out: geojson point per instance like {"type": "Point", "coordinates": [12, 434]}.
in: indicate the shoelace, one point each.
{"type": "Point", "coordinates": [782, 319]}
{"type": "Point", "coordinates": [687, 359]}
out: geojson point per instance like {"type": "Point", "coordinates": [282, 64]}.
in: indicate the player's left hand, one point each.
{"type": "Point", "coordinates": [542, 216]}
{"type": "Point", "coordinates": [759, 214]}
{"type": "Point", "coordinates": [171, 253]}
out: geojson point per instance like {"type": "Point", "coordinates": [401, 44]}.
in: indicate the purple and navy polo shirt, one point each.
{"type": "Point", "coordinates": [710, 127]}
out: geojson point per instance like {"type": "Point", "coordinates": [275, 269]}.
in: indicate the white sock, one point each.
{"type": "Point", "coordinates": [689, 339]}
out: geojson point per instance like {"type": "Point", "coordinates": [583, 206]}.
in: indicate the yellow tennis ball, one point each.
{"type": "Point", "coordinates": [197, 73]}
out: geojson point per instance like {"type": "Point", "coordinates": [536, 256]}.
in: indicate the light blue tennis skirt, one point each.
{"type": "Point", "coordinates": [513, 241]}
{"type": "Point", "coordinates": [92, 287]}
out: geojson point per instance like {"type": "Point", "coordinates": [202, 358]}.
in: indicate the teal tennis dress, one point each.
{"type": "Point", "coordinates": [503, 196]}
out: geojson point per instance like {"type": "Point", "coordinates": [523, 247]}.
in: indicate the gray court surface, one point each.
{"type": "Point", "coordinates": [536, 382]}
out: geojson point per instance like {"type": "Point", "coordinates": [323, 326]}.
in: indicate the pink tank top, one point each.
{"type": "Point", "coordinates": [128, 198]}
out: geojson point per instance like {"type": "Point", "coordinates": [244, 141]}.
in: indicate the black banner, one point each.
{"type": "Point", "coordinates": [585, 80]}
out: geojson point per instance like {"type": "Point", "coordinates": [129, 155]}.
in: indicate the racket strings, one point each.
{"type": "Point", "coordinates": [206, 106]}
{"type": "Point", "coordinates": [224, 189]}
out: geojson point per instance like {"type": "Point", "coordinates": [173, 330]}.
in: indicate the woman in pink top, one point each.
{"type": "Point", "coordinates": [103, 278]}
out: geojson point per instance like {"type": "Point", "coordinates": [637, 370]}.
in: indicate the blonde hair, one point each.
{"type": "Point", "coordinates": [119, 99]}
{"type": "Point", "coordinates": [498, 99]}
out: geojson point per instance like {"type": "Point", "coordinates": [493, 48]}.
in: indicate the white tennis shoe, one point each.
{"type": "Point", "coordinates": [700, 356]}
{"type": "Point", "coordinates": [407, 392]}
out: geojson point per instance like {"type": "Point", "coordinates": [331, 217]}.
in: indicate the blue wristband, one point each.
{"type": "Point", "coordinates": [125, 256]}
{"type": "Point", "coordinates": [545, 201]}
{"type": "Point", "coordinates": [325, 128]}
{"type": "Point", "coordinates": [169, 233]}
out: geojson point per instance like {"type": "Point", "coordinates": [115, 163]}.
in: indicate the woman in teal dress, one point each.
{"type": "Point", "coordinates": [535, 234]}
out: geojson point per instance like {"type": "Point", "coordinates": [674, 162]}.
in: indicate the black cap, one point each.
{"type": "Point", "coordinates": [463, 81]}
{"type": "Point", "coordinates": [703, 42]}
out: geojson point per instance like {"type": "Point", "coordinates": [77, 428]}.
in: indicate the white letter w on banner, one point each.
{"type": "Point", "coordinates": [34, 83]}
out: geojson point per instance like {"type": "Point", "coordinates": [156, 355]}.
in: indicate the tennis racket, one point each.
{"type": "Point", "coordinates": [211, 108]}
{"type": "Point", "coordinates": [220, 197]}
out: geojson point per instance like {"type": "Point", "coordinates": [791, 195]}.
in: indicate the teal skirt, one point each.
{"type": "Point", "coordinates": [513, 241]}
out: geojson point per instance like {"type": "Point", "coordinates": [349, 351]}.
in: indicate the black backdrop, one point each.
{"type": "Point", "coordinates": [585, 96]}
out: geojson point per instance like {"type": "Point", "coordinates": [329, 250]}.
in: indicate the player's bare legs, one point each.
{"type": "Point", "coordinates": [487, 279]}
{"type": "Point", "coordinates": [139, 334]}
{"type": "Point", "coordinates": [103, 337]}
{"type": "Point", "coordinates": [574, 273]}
----------------
*Problem details*.
Write out the full listing exactly as given.

*Response to this exercise*.
out: geojson point per instance like {"type": "Point", "coordinates": [12, 434]}.
in: indicate the shoelace, one point each.
{"type": "Point", "coordinates": [782, 319]}
{"type": "Point", "coordinates": [687, 359]}
out: geojson point per instance like {"type": "Point", "coordinates": [282, 64]}.
in: indicate the player's left hand, one point each.
{"type": "Point", "coordinates": [542, 216]}
{"type": "Point", "coordinates": [759, 214]}
{"type": "Point", "coordinates": [171, 253]}
out: geojson point per instance like {"type": "Point", "coordinates": [401, 44]}.
in: indicate the purple and navy polo shirt, one point each.
{"type": "Point", "coordinates": [710, 127]}
out: geojson point per instance like {"type": "Point", "coordinates": [275, 269]}.
in: indicate the white sock, one point each.
{"type": "Point", "coordinates": [689, 339]}
out: geojson point per instance like {"type": "Point", "coordinates": [583, 206]}.
in: indicate the yellow tennis ball, one point each.
{"type": "Point", "coordinates": [197, 73]}
out: geojson point per instance like {"type": "Point", "coordinates": [536, 256]}.
in: indicate the light blue tennis skirt, one point each.
{"type": "Point", "coordinates": [513, 241]}
{"type": "Point", "coordinates": [92, 287]}
out: geojson point per instance like {"type": "Point", "coordinates": [202, 358]}.
in: indicate the teal tennis dress, one point each.
{"type": "Point", "coordinates": [503, 196]}
out: geojson point per instance like {"type": "Point", "coordinates": [523, 247]}.
in: indicate the gray court surface, one point each.
{"type": "Point", "coordinates": [536, 382]}
out: geojson point per instance like {"type": "Point", "coordinates": [323, 326]}.
in: indicate the pink tank top, one point each.
{"type": "Point", "coordinates": [128, 198]}
out: geojson point per instance like {"type": "Point", "coordinates": [244, 141]}.
in: indicate the black banner, one point each.
{"type": "Point", "coordinates": [585, 80]}
out: geojson point per instance like {"type": "Point", "coordinates": [129, 155]}.
in: indicate the racket strings, one point each.
{"type": "Point", "coordinates": [206, 106]}
{"type": "Point", "coordinates": [224, 189]}
out: geojson point per instance like {"type": "Point", "coordinates": [173, 330]}.
in: indicate the woman in pink top, one point each.
{"type": "Point", "coordinates": [103, 278]}
out: geojson point per instance like {"type": "Point", "coordinates": [637, 370]}.
in: indicate the blonde hair, one point each.
{"type": "Point", "coordinates": [119, 99]}
{"type": "Point", "coordinates": [498, 99]}
out: geojson point per instance like {"type": "Point", "coordinates": [493, 48]}.
in: indicate the white tennis shoe, one point each.
{"type": "Point", "coordinates": [700, 356]}
{"type": "Point", "coordinates": [407, 392]}
out: geojson point per instance like {"type": "Point", "coordinates": [331, 217]}.
in: indicate the blue wristband, one point each.
{"type": "Point", "coordinates": [125, 256]}
{"type": "Point", "coordinates": [545, 201]}
{"type": "Point", "coordinates": [325, 128]}
{"type": "Point", "coordinates": [169, 233]}
out: geojson point per instance like {"type": "Point", "coordinates": [115, 163]}.
in: indicate the woman in teal dress, one point each.
{"type": "Point", "coordinates": [535, 234]}
out: geojson point per instance like {"type": "Point", "coordinates": [674, 162]}.
in: indicate the black cap, one point each.
{"type": "Point", "coordinates": [463, 81]}
{"type": "Point", "coordinates": [703, 42]}
out: geojson point per instance like {"type": "Point", "coordinates": [77, 428]}.
in: indicate the white letter w on banner, one point each.
{"type": "Point", "coordinates": [34, 83]}
out: geojson point per instance like {"type": "Point", "coordinates": [156, 355]}.
in: indicate the tennis racket, one point each.
{"type": "Point", "coordinates": [211, 108]}
{"type": "Point", "coordinates": [220, 197]}
out: geojson point per instance like {"type": "Point", "coordinates": [791, 195]}.
in: indicate the teal skirt, one point each.
{"type": "Point", "coordinates": [513, 241]}
out: geojson point per instance like {"type": "Point", "coordinates": [349, 351]}.
in: indicate the black backdrop, one point each.
{"type": "Point", "coordinates": [585, 96]}
out: geojson point per instance like {"type": "Point", "coordinates": [329, 250]}.
in: indicate the player's bare legs, one point each.
{"type": "Point", "coordinates": [487, 279]}
{"type": "Point", "coordinates": [139, 334]}
{"type": "Point", "coordinates": [103, 337]}
{"type": "Point", "coordinates": [574, 273]}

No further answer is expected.